* **Tarefas**
[A] Responda às perguntas abaixo com base no texto sobre Plenge:
(i) Em que periódico socialista Plenge conclamou seus compatriotas?
(ii) Segundo a citação de Plenge, em que se resume o socialismo?
(iii) Que químico Hayek cita como exemplo?
[B] Prossiga com o texto sobre Plenge a partir da última frase apresentada.

* **Texto de leitura**

====================

O professor Johaan Plenge é o exemplo de um autor que até buscava, inicialmente, concilicar ideias de liberdade e de organização, porém foi se radicalizando com o passar dos anos e chegou a conclamar seus compatriotas no periódico socialista Die Glocke: “é tempo de reconhecermos que o socialismo deve ser uma política de poder, porque resume-se em organização. O socialismo deve conquistar o poder, nunca destruí-lo às cegas. E a questão mais importante e crítica para o socialismo em tempo de guerra entre nações não pode deixar de ser esta: qual desses povos é preeminentemente chamado ao poder por ser o líder exemplar na organização dos povos?” (p.160).


Outras de suas ideias prenunciariam e justificariam a nova ordem de hitlerista que ascendeu ao poder alguns anos depois: “do ponto de vista do socialismo, que consiste em organização, acaso o direito absoluto de autodeterminação dos povos não equivale ao direito de anarquia econômica individualista? Estaremos dispostos a conceder inteira autodeterminação ao indivíduo na vida econômica? O socialismo coerente só pode conceder ao povo o direito de incorporação de acordo com a distribuição real de forças historicamente determinadas’” (p.160).


O desprezo pela liberdade individual e o senso de culto ao Estado e à organização é explícito e inegável. Essas ideias gozavam de aceitação em círculos de cientistas e engenheiros alemães, como pondera Hayek, citando o exemplo do famoso químico Wilhelm Ostwald.

====================

* **Dados fornecidos**

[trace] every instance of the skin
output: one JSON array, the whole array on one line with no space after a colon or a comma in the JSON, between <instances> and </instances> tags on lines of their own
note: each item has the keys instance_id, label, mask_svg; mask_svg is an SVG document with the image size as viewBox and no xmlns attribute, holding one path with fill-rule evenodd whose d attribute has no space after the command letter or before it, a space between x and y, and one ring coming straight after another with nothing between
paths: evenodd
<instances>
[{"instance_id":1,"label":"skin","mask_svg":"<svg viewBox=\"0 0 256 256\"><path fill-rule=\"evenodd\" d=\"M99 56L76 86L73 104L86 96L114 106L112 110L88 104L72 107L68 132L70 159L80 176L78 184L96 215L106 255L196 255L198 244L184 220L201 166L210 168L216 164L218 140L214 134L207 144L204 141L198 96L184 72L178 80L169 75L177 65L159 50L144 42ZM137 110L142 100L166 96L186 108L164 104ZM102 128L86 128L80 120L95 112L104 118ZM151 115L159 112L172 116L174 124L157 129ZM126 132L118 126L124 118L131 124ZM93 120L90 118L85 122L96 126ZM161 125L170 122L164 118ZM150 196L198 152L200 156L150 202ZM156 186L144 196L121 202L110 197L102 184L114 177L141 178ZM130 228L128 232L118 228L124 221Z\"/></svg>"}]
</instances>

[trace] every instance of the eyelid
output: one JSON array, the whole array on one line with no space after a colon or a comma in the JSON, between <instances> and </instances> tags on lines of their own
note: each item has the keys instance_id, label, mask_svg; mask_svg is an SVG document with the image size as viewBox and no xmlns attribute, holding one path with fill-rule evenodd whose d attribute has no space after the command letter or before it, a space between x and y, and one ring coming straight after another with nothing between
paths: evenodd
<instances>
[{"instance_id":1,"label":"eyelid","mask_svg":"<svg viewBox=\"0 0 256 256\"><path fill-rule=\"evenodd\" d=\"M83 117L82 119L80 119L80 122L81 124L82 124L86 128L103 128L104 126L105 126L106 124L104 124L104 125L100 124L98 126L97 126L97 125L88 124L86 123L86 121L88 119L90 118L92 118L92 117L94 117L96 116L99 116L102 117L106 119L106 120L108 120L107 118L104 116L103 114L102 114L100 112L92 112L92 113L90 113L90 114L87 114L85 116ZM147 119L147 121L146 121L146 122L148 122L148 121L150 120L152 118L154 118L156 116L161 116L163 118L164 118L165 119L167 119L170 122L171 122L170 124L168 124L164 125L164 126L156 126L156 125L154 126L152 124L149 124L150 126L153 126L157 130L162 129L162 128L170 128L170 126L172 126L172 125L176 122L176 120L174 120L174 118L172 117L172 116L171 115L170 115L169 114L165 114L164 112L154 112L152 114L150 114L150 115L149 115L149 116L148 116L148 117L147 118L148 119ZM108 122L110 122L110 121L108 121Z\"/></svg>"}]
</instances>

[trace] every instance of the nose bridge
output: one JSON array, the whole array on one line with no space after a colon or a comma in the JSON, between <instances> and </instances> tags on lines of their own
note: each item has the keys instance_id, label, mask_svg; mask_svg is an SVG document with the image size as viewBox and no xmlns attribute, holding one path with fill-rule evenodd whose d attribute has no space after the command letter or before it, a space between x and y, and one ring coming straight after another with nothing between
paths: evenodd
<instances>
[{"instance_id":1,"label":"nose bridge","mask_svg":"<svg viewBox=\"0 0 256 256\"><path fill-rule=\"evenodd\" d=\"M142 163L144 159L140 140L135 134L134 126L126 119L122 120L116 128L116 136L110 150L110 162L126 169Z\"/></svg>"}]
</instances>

====================

* **Respostas**
[A]
(i) Die Glocke.
(ii) Em organização.
(iii) Wilhelm Ostwald.

[B]
Esse conjunto de concepções coletivistas também se alinhavam com as de Walter Rathenau, homem de negócios que serviu como ministro das Relações Exteriores da Alemanha ainda durante a República de Weimar. Suas ideias econômicas moldaram em boa parte as concepções que prevaleceram por décadas até o pós primeira guerra mundial. As ideias que forjaram o nacional-socialismo, portanto, já estavam circulando e apenas precisavam de adquirir momentum para se tornarem dominantes.


É necessário lembrar, ainda, no mesmo sentido, que no regime de Bismarck, em 1879, a Alemanha já buscava se portar como um Estado revolucionário que detinha um sistema econômico superior e mais avançado, como se designada pela História para tal missão. As sementes do coletivismo que desembocaram no nacional-socialismo já estavam plantadas há décadas, os requisitos do socialismo já estavam historicamente inoculados no governo, na cultura e na intelectualidade.


Com o tempo o que ocorreu na seara do aparato do Estado, conforme observa Paul Lensch, foi um avanço coordenado dos sociais-democratas sobre parcela considerável dos cargos que poderiam obter no Reischtag, nos conselhos municipais, na justiça do trabalho, nos institutos de previdência social e assim por diante. Penetraram a fundo no organismo do Estado que passou a exercer cada vez mais influência sobre as classes trabalhadoras. O Estado passou por um processo de socialização e a social-democracia passou por um regime de estatização.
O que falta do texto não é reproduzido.